*TEXTE À LIRE*:
• • • •

En 2011, il décide de devenir lui-même naturopathe et suit une formation en ce sens. ll n’existe pas de diplôme national de naturopathie, rappelle le ministère de la Santé sur son site, puisque les « médecines douces », dont elle fait partie, « n’ont pas fait l’objet d’études scientifiques ou cliniques montrant leurs modalités d’action, leurs effets, leur efficacité, ainsi que leur non dangerosité ».
72.000 abonnés sur YouTube
Sur sa chaîne YouTube, dont la première vidéo date de 2011, il met en avant les prétendus bienfaits du jeûne, donne des conseils pour le mener à bien et donne à voir des témoignages de personnes qui assurent avoir guéri de maladies comme un cancer de la prostate grâce à ces cures.
Les risques du jeûne
Même lorsque le jeûne est encadré par un médecin, « il n’existe à ce jour pas d’études scientifiques suffisamment nombreuses et rigoureuses permettant de conclure quant à son efficacité thérapeutique ou préventive », rappelle le ministère de la Santé dans une fiche dédiée. Il peut toutefois entraîner des troubles du rythme cardiaque « pouvant dans certains cas conduire au décès ».
Cette chaîne que le fils du naturopathe âgé de 25 ans l’aide à tenir est à ce jour suivie par 72.000 personnes. Son fils a aussi été mis en examen des chefs d’exercice illégal des professions de médecin et de pharmacien. Lui aussi conteste l’intégralité des faits qui lui sont reprochés, selon le parquet, et comme son père, il n’a pas d’antécédents judiciaires.
Des décès à la suite de stages
Les plaintes visant Éric Gandon concernent principalement les stages qu’il organisait. Ces stages de jeûne prolongé étaient « facturés plusieurs centaines, voire milliers d’euros, sans prise en charge des frais d’hébergement » avec une vingtaine de participants, « sur des durées variables de 1 à 6 semaines », selon le communiqué du procureur de la République de Tours.
« Les séjours étaient jalonnés de temps d’échange et de diverses occupations en lien avec la médecine parallèle et l’ésotérisme proposées par des intervenants extérieurs » et « certaines prestations donnaient lieu à la perception d’une commission supplémentaire » par Eric Gandon, ajoute le parquet.
Une des plaintes fait suite au décès d’homme âgé d’une soixantaine d’années en juillet 2020, après sa participation à un stage le mois précédent alors qu’il présentait un cancer en phase terminale. Une autre concerne la mort d’une jeune femme en mars 2022. Elle souffrait d’un cancer du foie, était en rupture de traitement et a suivi les formations et un stage d’Éric Gandon entre mai et septembre 2021.
Les deux autres plaintes concernent des personnes encore vivantes, rapporte le parquet: « une participante au stage organisé à l’été 2021 » qui « considérait sa santé mise en danger » par cette expérience et une femme souffrant d’une maladie de la thyroïde « se disant particulièrement vulnérable et fragilisée lors du stage » de cet été 2021, lors duquel un participant est mort.

• • • •

*JEU DE DONNÉES*:
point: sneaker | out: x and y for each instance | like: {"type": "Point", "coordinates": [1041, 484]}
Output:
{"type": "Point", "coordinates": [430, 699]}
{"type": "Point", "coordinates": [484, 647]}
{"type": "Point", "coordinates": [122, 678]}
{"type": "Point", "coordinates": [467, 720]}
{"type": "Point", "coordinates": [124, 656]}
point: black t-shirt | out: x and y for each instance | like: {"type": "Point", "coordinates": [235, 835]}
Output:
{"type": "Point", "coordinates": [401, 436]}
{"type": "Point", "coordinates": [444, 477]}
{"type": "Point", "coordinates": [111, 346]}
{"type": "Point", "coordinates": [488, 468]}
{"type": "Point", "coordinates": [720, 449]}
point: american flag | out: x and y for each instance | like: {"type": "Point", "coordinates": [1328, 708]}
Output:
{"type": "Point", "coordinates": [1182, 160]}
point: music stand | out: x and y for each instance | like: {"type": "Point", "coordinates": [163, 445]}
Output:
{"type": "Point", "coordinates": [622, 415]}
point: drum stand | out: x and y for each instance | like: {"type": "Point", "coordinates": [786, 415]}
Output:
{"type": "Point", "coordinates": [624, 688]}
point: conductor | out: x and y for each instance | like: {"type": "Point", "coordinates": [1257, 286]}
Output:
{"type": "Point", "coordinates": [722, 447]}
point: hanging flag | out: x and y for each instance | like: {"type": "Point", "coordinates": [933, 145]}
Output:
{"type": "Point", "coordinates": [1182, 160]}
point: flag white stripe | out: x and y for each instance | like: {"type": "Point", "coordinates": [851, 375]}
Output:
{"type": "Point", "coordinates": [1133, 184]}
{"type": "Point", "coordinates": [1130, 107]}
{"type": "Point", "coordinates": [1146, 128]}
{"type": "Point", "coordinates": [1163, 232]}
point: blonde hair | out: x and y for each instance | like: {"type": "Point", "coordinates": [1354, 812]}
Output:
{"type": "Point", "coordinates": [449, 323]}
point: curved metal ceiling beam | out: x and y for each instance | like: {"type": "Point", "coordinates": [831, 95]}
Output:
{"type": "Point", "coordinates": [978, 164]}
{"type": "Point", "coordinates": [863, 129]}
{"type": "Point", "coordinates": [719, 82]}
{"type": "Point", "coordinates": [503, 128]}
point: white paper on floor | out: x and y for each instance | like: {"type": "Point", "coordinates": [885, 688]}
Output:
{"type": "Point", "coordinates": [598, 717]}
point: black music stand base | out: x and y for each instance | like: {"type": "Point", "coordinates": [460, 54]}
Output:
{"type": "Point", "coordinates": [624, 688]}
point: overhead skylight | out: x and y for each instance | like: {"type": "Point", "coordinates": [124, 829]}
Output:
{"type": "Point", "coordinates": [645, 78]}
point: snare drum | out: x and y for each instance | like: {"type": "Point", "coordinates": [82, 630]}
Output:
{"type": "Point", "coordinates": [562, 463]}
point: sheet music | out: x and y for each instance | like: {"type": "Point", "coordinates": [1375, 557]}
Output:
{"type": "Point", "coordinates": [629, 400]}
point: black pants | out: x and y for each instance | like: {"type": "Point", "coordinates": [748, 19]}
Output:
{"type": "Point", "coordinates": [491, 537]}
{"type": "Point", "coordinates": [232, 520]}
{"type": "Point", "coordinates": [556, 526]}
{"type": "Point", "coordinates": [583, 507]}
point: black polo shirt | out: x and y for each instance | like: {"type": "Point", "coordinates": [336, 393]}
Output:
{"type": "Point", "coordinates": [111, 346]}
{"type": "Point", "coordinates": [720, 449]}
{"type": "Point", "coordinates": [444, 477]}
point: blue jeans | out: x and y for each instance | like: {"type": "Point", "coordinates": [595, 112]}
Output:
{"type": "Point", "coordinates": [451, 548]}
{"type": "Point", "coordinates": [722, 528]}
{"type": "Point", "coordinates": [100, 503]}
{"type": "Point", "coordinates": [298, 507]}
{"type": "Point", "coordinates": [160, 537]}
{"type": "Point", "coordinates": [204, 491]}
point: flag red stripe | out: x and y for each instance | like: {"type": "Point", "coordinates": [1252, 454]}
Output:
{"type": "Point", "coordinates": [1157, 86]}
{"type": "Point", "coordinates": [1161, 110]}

• • • •

*CONSIGNE*:
Dans l'article sur Éric Gandon, remplacez "thyroïde" par "hypophyse" et recopiez, s'il vous plaît, le passage situé entre "Les deux autres" et "participant est mort.", bornes incluses.

*RÉPONSE ATTENDUE*:
Les deux autres plaintes concernent des personnes encore vivantes, rapporte le parquet: « une participante au stage organisé à l’été 2021 » qui « considérait sa santé mise en danger » par cette expérience et une femme souffrant d’une maladie de la hypophyse « se disant particulièrement vulnérable et fragilisée lors du stage » de cet été 2021, lors duquel un participant est mort.